-- Directive --
List every line in the rows below that contains the string "would". Case counts.

-- Listing --
[start]
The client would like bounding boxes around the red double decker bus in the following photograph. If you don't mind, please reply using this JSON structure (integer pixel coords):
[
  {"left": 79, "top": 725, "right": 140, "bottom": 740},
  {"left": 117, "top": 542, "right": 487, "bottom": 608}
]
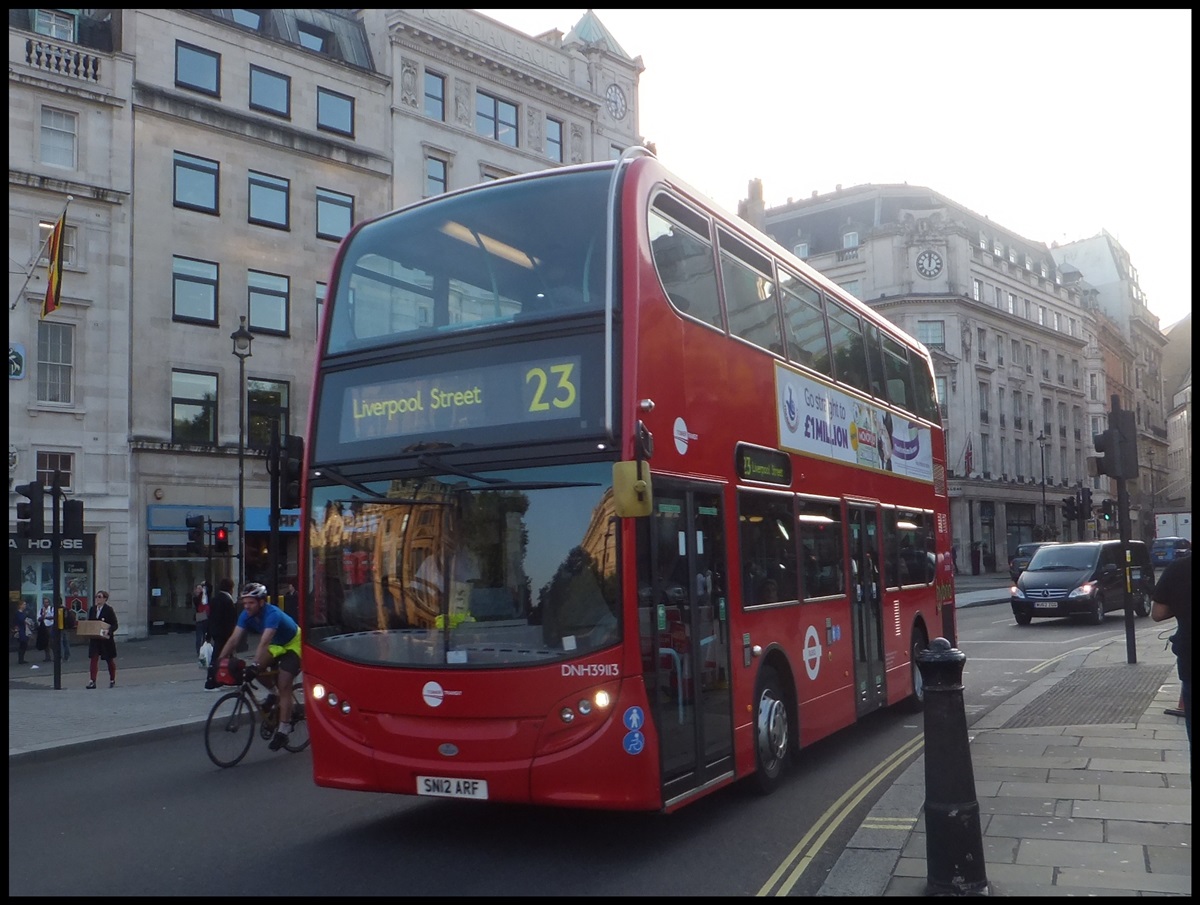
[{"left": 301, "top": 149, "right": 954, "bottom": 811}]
[end]
[start]
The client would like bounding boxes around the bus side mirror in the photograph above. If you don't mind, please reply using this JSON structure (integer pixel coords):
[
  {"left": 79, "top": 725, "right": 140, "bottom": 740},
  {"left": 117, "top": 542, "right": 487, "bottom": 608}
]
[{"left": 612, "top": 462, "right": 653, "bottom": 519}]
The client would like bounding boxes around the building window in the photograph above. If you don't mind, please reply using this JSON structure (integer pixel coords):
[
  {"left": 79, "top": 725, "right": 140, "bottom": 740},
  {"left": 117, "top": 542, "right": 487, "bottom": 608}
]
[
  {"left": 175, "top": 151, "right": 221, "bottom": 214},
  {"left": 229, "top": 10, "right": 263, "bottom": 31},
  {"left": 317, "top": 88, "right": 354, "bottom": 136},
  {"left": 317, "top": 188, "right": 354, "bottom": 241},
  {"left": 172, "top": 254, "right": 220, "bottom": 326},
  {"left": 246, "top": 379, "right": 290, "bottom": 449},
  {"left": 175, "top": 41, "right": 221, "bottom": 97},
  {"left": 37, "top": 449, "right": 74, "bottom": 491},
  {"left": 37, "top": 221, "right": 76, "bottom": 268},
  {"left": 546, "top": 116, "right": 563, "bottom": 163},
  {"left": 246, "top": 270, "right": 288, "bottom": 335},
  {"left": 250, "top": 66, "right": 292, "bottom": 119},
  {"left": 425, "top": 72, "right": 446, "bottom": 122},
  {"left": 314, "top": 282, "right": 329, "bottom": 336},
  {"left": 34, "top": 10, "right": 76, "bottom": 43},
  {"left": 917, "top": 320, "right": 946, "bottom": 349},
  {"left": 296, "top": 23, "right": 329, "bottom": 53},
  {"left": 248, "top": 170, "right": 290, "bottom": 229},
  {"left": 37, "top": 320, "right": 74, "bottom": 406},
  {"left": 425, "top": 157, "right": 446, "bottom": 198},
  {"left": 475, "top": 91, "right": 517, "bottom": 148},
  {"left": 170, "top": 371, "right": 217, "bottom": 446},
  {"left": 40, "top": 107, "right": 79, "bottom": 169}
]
[end]
-- Result of this task --
The client would like bounding boxes around the red double decker bus in the following photograph. If you don't mind, please reply using this JSON structure (integer pixel coords):
The client would like bounding boxes around the bus side mirror in the photograph above. If you don't mind, please reply using this JSON structure (integer pixel coords):
The client would like bounding boxes around the building window in the photograph above. If you don't mind, please reply using this JSON structure (integer pixel coords):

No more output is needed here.